===== Data under study

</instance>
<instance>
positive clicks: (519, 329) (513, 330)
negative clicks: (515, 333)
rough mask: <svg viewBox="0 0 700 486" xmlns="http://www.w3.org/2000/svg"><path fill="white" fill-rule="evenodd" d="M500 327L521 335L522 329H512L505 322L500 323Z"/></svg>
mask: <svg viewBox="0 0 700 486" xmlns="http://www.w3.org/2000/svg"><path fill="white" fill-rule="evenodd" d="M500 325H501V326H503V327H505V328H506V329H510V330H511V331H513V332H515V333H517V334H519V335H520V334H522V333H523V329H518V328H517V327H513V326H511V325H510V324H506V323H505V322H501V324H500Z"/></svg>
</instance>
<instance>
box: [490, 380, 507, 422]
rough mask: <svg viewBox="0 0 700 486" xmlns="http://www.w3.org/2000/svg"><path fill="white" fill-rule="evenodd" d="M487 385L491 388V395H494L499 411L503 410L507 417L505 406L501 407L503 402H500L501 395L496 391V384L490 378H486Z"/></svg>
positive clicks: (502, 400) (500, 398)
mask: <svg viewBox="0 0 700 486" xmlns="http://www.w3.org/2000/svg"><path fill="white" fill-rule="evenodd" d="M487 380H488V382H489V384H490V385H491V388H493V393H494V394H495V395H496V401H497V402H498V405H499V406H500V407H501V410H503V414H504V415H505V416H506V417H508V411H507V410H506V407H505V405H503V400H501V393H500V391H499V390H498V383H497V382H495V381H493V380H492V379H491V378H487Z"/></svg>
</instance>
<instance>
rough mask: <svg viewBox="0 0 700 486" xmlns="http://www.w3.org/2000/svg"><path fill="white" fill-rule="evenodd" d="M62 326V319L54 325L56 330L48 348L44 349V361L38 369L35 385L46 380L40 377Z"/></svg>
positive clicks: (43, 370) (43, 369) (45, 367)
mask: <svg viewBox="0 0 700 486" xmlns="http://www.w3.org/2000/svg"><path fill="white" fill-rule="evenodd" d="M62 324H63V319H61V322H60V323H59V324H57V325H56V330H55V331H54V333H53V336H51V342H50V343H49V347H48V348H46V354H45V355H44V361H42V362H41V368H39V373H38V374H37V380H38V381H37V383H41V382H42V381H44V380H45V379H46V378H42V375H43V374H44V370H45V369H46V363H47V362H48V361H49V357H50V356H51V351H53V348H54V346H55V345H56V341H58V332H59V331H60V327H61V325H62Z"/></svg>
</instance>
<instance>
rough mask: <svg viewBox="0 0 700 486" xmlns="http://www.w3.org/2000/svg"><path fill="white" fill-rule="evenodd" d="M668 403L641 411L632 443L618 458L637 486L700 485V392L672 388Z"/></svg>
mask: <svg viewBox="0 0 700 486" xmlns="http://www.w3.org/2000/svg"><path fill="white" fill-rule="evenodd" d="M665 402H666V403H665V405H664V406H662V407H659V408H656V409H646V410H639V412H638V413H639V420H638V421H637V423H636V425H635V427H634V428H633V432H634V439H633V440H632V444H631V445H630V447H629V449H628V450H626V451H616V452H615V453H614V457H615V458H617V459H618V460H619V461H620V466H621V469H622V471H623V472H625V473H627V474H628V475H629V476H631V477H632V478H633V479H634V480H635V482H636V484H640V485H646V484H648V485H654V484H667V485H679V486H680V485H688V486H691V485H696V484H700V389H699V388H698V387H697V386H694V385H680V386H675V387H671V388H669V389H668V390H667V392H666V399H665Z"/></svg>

==========

▶ [What the task requires] Extract each line in the records above that contains the word "clicks".

▶ [Result of this task]
positive clicks: (519, 329) (513, 330)
negative clicks: (515, 333)
positive clicks: (502, 400) (500, 398)
positive clicks: (43, 370) (43, 369) (45, 367)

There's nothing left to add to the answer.